- [Written instruction]: Copy out every line of the data below word for word, leaving out the pictures.

- [Data for this exercise]:
## START

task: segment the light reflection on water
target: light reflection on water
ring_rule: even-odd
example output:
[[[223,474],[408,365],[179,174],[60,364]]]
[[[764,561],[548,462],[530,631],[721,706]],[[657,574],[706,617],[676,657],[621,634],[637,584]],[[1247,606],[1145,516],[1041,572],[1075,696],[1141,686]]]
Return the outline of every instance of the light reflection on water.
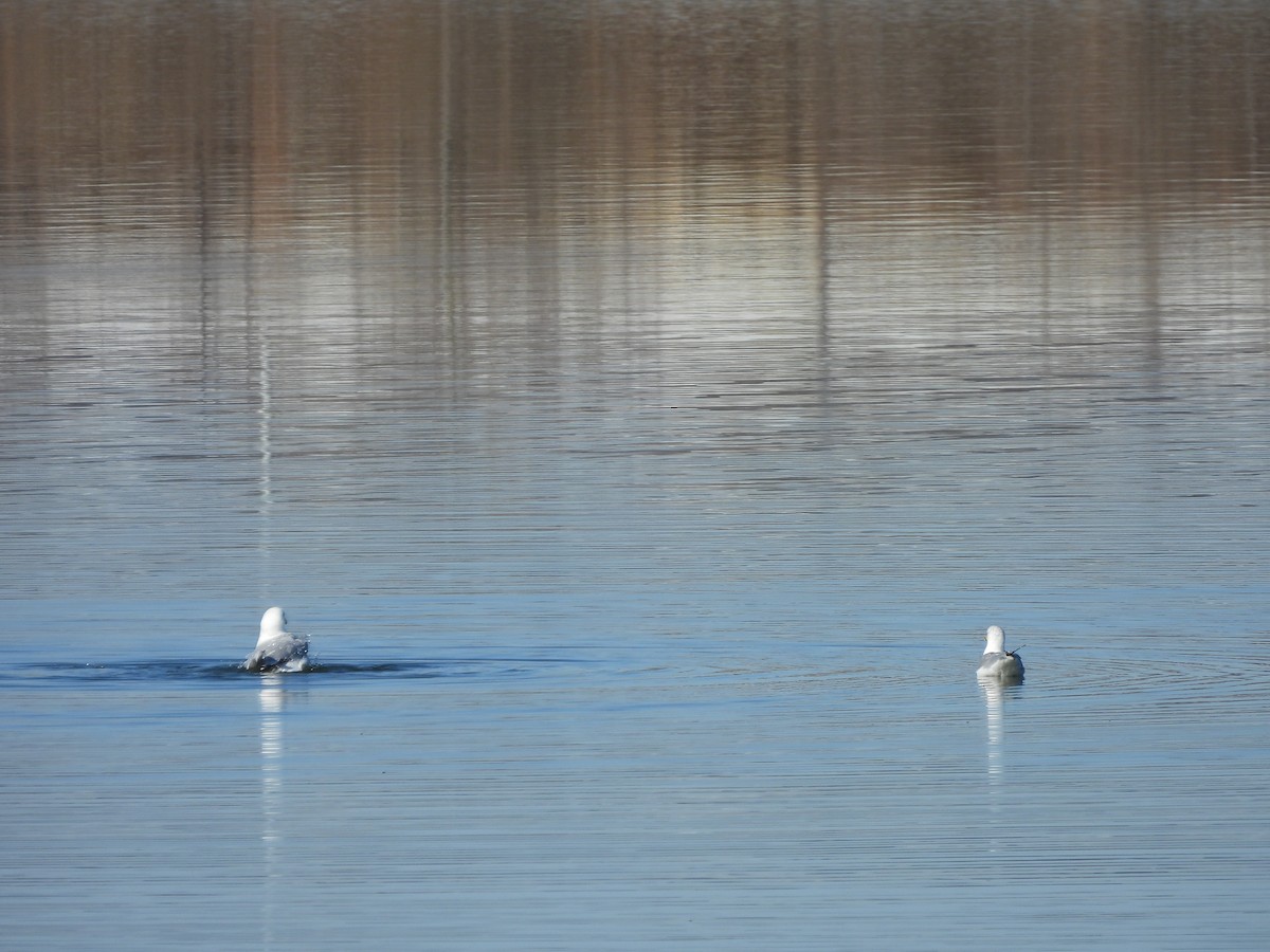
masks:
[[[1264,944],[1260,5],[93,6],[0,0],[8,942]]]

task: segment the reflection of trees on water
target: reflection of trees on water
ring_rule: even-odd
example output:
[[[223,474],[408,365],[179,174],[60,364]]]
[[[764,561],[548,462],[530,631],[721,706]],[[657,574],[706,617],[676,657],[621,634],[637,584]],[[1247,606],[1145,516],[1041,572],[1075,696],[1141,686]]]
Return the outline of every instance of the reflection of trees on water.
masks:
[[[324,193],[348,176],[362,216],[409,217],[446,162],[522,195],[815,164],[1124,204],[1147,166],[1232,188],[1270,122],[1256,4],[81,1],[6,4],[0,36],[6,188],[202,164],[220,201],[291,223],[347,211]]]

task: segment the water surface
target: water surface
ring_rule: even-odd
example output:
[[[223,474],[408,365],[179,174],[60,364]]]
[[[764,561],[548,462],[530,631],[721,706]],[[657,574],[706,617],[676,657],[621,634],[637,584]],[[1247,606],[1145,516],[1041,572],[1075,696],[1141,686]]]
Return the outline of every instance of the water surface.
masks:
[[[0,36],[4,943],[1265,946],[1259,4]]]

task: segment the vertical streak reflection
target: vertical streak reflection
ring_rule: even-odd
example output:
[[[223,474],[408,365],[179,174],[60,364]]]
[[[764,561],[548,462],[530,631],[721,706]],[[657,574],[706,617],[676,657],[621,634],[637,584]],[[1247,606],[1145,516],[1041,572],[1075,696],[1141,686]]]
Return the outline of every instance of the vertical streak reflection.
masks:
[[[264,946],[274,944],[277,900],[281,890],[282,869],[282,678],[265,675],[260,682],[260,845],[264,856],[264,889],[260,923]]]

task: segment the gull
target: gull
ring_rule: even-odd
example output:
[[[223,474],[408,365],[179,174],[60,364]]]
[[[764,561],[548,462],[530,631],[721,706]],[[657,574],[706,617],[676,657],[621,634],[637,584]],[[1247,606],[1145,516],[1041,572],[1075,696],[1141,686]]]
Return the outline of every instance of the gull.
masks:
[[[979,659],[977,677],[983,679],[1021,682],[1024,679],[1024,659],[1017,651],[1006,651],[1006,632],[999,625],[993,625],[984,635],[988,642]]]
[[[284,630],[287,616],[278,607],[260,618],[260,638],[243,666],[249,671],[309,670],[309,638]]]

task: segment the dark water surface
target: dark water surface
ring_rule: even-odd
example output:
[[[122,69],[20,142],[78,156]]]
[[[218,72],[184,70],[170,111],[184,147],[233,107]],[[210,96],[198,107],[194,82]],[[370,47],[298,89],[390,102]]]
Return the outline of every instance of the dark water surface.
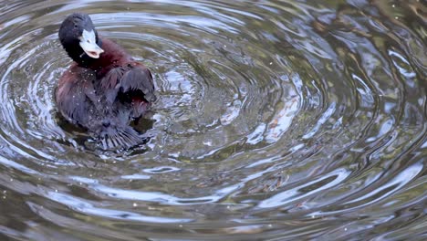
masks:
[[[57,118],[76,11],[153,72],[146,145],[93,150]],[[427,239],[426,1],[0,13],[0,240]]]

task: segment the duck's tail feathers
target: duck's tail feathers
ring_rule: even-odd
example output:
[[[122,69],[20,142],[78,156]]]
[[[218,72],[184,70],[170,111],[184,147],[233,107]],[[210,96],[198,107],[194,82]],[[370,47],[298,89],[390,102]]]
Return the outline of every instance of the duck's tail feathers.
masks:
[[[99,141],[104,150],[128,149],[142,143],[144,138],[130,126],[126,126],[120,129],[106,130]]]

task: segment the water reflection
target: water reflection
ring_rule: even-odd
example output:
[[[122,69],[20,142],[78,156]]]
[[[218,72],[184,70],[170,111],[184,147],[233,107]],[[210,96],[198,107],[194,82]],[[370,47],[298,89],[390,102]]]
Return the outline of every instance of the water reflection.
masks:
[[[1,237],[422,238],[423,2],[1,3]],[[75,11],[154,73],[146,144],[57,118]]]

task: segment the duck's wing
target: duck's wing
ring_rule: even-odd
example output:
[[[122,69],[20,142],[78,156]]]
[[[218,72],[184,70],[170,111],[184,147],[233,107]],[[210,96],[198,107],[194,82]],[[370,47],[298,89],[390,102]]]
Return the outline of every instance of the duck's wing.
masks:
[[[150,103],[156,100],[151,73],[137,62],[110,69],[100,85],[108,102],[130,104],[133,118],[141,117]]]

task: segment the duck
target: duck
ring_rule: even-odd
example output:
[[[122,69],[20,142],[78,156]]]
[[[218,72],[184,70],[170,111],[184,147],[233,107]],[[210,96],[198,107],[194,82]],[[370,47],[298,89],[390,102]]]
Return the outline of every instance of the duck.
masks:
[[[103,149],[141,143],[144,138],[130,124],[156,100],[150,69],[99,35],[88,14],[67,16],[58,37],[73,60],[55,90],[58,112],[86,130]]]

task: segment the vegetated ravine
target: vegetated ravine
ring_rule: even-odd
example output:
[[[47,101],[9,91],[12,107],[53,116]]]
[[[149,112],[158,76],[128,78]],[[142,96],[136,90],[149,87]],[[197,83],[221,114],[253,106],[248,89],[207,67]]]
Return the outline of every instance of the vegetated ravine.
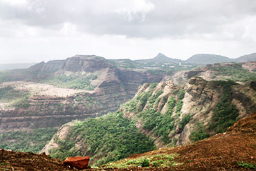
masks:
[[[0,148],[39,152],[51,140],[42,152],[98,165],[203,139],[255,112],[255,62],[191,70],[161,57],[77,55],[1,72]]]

## END

- [Expected answer]:
task: segment the light reflection on water
target: light reflection on water
ring_rule: even-odd
example output:
[[[223,474],[408,365],[179,174],[60,364]]]
[[[764,561],[548,462],[530,631],[721,706]],[[657,574],[706,617],[676,657],[621,634],[637,584]],[[1247,606],[1145,516],[1041,572],[1075,696],[1141,686]]]
Return the outline of every instance of the light reflection on water.
masks:
[[[1264,944],[1260,5],[93,6],[0,0],[8,942]]]

task: segment the reflection of trees on water
target: reflection of trees on water
ring_rule: even-odd
example output:
[[[223,474],[408,365],[179,174],[60,364]]]
[[[764,561],[548,462],[530,631],[721,706]],[[657,574],[706,617],[676,657],[621,634],[637,584]],[[1247,606],[1145,516],[1041,572],[1075,696],[1141,686]]]
Return the outline of every instance of the reflection of trees on water.
masks:
[[[324,193],[348,176],[362,216],[409,217],[446,162],[522,195],[815,164],[1124,204],[1147,166],[1232,188],[1270,122],[1256,4],[81,1],[6,4],[0,36],[6,188],[202,164],[220,201],[291,223],[347,211]]]

task: segment the water surface
target: water surface
ring_rule: even-odd
example output:
[[[223,474],[408,365],[179,174],[60,364]]]
[[[764,561],[548,462],[530,631],[721,706]],[[657,574],[706,617],[676,657],[621,634],[637,584]],[[1247,606],[1145,516],[1041,572],[1075,696],[1141,686]]]
Return the outline of every instance of the water surface.
masks:
[[[0,36],[4,943],[1265,946],[1259,4]]]

task: segment the vertical streak reflection
target: vertical streak reflection
ring_rule: even-odd
example output:
[[[223,474],[408,365],[179,174],[60,364]]]
[[[764,561],[548,462],[530,631],[721,706]],[[657,574],[706,617],[676,657],[621,634],[637,584]],[[1247,606],[1145,516],[1041,572],[1075,696],[1141,686]]]
Return the outline of every instance of the vertical streak reflection.
masks:
[[[264,946],[274,944],[277,900],[281,890],[282,869],[282,678],[265,675],[260,682],[260,845],[264,856],[264,889],[260,923]]]

task: segment the gull
target: gull
ring_rule: even-odd
example output:
[[[223,474],[408,365],[179,174],[60,364]]]
[[[764,561],[548,462],[530,631],[721,706]],[[657,574],[706,617],[676,657],[621,634],[637,584]],[[1247,606],[1145,516],[1041,572],[1075,696],[1141,686]]]
Return the outline of every instance of the gull.
masks:
[[[979,659],[977,677],[983,679],[1021,682],[1024,679],[1024,659],[1017,651],[1006,651],[1006,632],[999,625],[993,625],[984,635],[988,642]]]
[[[284,630],[287,616],[278,607],[260,618],[260,638],[243,666],[249,671],[309,670],[309,638]]]

task: segment the dark water surface
target: dark water surface
ring_rule: even-odd
example output:
[[[122,69],[20,142],[78,156]]]
[[[218,72],[184,70],[170,111],[184,147],[233,107]],[[210,96],[198,107],[194,82]],[[370,47],[298,89],[390,102]]]
Return the outline of every instance of the dark water surface.
masks:
[[[57,118],[76,11],[153,72],[146,145],[93,150]],[[427,239],[426,1],[0,13],[0,240]]]

task: segment the duck's tail feathers
target: duck's tail feathers
ring_rule: even-odd
example output:
[[[122,69],[20,142],[78,156]]]
[[[218,72],[184,70],[170,111],[184,147],[233,107]],[[210,96],[198,107],[194,82]],[[370,47],[298,89],[390,102]]]
Return the outline of every instance of the duck's tail feathers.
masks:
[[[99,141],[104,150],[128,149],[142,143],[144,138],[130,126],[126,126],[120,129],[106,130]]]

task: segment the water reflection
target: water reflection
ring_rule: even-odd
example output:
[[[122,69],[20,142],[78,156]]]
[[[218,72],[184,70],[170,111],[184,147],[233,107]],[[210,96],[198,107],[194,82]],[[370,47],[298,89],[390,102]]]
Return the outline of every instance of the water reflection.
masks:
[[[1,237],[422,238],[423,2],[1,3]],[[75,11],[154,73],[146,144],[57,118]]]

task: segment the duck's wing
target: duck's wing
ring_rule: even-odd
example output:
[[[122,69],[20,142],[78,156]]]
[[[218,72],[184,70],[170,111],[184,147],[233,107]],[[210,96],[198,107],[194,82]],[[370,47],[298,89],[390,102]]]
Return the outline of every instance of the duck's wing.
masks:
[[[150,103],[156,100],[151,73],[137,62],[110,69],[100,85],[108,102],[130,104],[133,118],[141,117]]]

task: segment the duck
target: duck
ring_rule: even-odd
example output:
[[[122,69],[20,142],[78,156]]]
[[[218,72],[184,70],[170,111],[184,147],[233,107]],[[210,96],[198,107],[194,82]],[[370,47],[298,89],[390,102]]]
Return the outline of every instance of the duck.
masks:
[[[103,149],[141,143],[144,138],[130,124],[156,100],[150,69],[99,35],[88,14],[67,16],[58,37],[73,60],[55,90],[58,112],[86,130]]]

task: segment the vegetated ravine
target: vegetated ravine
ring_rule: even-odd
example output:
[[[47,101],[9,91],[12,107],[53,116]]]
[[[149,112],[158,76],[128,78]],[[142,96],[136,90],[149,87]],[[197,83],[221,114],[253,106],[248,89],[207,67]]]
Return the outline of every instance of the vegetated ravine.
masks:
[[[0,148],[39,152],[51,140],[42,152],[98,165],[203,139],[255,112],[255,62],[191,70],[161,57],[77,55],[1,72]]]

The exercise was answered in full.